* BEGIN Dataset entries *

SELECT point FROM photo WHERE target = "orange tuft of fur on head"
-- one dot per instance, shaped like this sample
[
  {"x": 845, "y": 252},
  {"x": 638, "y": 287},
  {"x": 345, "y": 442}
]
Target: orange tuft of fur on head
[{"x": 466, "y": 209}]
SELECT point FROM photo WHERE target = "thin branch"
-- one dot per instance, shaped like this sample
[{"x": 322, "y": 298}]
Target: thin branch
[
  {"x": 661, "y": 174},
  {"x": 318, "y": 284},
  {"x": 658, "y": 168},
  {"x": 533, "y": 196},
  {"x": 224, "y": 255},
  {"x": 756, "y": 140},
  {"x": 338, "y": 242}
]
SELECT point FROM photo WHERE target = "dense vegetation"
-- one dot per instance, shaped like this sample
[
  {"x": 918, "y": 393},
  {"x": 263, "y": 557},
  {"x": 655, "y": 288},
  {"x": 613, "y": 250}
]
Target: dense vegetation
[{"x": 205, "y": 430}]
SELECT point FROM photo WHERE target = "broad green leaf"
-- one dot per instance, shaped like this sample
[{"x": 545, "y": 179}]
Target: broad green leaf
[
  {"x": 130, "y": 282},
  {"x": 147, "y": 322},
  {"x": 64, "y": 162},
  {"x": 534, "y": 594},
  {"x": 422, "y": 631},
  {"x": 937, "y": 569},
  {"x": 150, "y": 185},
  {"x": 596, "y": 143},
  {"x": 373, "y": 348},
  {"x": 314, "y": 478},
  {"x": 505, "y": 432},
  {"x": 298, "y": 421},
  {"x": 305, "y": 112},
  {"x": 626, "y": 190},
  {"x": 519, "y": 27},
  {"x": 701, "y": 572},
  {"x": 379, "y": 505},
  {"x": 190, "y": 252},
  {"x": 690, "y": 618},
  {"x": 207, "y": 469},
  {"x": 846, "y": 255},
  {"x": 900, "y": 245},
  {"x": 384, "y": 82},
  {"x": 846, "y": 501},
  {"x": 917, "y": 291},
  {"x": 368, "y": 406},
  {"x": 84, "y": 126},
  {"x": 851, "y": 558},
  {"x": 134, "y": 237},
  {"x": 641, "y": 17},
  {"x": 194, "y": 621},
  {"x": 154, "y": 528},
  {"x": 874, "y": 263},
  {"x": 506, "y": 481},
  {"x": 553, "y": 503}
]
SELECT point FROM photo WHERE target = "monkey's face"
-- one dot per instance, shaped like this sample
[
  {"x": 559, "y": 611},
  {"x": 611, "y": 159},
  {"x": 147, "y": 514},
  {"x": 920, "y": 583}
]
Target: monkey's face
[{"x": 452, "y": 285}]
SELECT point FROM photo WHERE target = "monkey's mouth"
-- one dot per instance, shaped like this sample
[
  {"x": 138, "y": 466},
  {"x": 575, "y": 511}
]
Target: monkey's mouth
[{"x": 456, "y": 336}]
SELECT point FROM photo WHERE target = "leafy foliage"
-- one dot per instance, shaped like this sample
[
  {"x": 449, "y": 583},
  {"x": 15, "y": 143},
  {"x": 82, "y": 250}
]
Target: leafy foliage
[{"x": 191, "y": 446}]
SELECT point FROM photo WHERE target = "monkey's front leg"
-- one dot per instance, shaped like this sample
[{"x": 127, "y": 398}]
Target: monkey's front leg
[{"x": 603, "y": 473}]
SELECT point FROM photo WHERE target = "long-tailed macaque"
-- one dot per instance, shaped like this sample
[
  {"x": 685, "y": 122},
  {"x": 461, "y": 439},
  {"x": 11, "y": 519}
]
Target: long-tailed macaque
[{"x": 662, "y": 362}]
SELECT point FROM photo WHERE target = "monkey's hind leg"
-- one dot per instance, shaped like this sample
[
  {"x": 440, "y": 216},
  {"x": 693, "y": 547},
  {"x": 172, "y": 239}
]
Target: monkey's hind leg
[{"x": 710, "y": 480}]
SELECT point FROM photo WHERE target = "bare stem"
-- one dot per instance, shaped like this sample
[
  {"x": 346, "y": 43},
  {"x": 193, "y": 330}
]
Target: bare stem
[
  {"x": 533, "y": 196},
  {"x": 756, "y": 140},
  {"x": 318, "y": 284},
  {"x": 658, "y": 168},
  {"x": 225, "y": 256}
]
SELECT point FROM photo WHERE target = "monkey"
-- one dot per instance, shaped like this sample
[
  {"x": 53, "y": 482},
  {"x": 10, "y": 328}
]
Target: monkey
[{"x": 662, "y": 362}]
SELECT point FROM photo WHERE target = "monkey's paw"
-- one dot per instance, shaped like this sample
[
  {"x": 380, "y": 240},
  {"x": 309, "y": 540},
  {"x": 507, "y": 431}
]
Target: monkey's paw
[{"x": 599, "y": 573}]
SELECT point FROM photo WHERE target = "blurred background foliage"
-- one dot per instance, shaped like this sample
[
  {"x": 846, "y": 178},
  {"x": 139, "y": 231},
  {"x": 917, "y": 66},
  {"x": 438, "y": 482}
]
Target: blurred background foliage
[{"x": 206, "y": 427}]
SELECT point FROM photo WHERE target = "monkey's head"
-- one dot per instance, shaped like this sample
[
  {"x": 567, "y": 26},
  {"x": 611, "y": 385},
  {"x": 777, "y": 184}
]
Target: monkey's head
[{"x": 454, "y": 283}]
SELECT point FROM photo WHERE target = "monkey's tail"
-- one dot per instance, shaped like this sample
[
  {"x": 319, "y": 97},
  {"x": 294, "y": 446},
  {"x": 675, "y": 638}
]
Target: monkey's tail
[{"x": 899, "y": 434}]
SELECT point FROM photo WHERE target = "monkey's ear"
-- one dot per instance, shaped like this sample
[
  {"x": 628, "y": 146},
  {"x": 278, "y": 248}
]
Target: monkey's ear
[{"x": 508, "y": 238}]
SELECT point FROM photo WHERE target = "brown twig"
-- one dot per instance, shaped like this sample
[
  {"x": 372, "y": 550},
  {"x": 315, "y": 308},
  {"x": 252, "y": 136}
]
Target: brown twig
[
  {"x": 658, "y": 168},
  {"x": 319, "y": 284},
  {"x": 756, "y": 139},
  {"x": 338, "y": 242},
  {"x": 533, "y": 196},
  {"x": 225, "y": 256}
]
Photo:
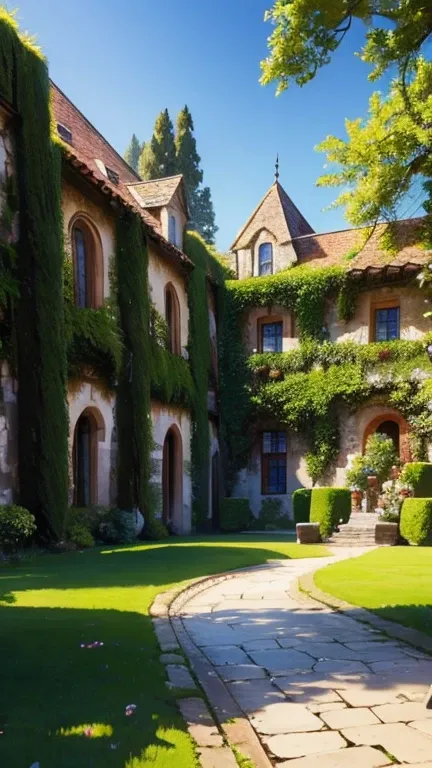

* END Dataset entries *

[Challenge] Return every line of the records above that contains the string "head".

[Worked solution]
SELECT point FROM photo WHERE target = "orange tuft of fur on head"
Target: orange tuft of fur on head
SELECT point FROM photo WHERE target = "monkey's head"
Target: monkey's head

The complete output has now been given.